WORK ITEM: Every line below between the line holding "Query: balcony" and the line holding "Expected: one pin per instance of the manicured", inclusive, should be repeated exactly, and all other lines omitted.

PROVIDED MATERIAL:
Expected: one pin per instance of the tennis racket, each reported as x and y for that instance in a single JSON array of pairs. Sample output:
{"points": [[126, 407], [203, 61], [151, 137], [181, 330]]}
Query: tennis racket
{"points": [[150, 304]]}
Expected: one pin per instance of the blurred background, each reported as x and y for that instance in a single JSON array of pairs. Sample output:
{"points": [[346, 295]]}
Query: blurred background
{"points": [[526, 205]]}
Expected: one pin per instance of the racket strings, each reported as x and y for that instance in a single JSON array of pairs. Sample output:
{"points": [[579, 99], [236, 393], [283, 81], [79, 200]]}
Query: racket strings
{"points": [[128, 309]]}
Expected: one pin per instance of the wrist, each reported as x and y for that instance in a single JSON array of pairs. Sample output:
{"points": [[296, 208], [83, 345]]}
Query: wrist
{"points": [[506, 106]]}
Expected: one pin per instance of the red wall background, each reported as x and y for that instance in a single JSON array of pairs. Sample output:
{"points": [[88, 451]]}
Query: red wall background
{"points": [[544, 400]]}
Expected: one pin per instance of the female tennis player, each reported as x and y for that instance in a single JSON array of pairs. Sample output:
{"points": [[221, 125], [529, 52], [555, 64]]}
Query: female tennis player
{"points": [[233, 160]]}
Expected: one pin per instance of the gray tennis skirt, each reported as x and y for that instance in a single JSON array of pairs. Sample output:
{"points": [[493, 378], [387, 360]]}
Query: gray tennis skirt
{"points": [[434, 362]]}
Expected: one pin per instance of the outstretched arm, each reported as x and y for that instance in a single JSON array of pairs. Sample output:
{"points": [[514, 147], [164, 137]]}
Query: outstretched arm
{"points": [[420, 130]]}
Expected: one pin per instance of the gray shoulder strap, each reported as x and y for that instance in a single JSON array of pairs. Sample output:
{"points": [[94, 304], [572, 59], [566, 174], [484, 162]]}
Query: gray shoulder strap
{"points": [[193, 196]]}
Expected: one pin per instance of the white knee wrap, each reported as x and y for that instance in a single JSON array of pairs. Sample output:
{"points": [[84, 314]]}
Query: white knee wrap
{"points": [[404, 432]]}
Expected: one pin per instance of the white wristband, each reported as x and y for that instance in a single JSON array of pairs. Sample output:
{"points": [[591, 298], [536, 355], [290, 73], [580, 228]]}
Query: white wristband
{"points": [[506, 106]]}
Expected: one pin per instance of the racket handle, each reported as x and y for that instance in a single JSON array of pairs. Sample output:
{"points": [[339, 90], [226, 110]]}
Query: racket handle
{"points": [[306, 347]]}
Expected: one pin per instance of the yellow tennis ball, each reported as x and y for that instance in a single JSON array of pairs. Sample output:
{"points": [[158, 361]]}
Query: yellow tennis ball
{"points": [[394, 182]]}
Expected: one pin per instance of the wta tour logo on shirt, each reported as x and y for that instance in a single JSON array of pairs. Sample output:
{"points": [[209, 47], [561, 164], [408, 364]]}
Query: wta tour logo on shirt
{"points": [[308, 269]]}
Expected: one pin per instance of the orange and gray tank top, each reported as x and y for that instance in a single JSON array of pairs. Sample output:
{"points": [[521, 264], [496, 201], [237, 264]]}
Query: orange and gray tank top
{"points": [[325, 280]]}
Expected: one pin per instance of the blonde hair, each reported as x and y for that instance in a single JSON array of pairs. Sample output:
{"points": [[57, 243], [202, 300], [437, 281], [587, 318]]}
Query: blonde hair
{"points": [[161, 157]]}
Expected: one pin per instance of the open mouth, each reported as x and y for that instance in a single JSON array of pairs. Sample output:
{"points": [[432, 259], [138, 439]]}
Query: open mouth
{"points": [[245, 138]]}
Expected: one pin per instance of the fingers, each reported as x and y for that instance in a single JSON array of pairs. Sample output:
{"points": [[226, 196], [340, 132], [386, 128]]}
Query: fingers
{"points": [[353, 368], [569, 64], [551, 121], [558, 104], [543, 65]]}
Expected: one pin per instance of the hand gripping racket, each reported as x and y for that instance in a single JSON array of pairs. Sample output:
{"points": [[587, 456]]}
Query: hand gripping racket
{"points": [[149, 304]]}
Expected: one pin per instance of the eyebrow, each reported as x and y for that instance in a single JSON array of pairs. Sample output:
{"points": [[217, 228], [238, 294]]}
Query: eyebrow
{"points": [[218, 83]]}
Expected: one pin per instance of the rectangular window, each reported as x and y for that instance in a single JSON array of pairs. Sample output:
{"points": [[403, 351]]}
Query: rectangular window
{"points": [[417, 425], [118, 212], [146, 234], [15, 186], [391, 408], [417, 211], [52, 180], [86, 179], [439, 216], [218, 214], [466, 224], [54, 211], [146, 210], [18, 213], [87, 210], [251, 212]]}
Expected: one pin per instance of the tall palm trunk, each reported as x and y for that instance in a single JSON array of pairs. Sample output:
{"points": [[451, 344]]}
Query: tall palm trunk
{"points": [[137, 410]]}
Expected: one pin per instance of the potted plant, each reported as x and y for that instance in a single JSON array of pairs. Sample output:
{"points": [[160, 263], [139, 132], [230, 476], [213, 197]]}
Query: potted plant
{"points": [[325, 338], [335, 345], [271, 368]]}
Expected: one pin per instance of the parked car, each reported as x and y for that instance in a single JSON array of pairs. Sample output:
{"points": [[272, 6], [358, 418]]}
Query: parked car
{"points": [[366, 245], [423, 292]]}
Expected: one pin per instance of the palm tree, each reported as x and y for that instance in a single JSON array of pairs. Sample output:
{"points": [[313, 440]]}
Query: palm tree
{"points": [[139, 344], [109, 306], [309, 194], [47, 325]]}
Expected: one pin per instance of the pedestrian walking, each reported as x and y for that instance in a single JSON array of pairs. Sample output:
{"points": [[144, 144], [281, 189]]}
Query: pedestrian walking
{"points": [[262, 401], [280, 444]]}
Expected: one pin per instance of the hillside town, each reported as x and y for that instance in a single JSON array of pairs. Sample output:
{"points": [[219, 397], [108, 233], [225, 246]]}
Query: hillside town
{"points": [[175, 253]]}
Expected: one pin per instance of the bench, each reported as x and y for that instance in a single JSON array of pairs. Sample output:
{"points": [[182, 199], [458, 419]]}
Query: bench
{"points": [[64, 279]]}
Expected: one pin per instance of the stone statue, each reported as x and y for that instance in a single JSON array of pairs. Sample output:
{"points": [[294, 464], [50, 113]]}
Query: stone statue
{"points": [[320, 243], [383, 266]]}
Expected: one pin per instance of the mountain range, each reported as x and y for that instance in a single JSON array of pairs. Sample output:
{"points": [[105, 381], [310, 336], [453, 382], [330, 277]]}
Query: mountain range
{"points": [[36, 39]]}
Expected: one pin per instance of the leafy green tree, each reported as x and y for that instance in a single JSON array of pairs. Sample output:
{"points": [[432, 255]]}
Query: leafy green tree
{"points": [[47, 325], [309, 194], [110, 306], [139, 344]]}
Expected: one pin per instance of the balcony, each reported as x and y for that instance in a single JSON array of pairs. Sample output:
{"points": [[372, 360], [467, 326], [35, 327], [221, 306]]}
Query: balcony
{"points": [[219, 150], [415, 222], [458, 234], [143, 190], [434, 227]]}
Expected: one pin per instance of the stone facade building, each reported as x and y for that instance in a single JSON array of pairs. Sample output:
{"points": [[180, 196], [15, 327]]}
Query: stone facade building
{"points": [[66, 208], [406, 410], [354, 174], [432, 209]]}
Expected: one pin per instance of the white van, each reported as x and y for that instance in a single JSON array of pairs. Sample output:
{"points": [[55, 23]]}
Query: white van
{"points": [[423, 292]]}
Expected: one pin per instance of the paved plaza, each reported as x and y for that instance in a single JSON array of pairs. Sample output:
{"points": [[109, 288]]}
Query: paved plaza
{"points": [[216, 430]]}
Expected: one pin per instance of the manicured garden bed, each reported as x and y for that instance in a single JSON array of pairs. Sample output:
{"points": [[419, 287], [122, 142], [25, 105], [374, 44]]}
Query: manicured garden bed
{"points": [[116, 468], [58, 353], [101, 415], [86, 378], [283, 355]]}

EXERCISE RESULT:
Query: balcony
{"points": [[219, 150], [415, 222], [458, 234], [143, 190], [434, 227]]}
Expected: one pin per instance of the stone facade building, each reported as x and y for that instance in a single JSON array of pairs. Sample output:
{"points": [[180, 196], [15, 327]]}
Query: stone facade building
{"points": [[66, 208], [406, 410], [354, 174], [432, 209]]}
Expected: one pin per instance of the white van, each reported as x and y for that instance in a single JSON array of pairs. Sample output:
{"points": [[55, 23]]}
Query: white van
{"points": [[423, 292]]}
Expected: one pin per instance of the paved plaza, each reported as x and y for that instance in a single JSON array of pairs. Sample output:
{"points": [[109, 288]]}
Query: paved plaza
{"points": [[216, 430]]}
Expected: one pin per instance of the manicured garden bed, each reported as x and y for that instance in a single JSON array of pairs. Sample output:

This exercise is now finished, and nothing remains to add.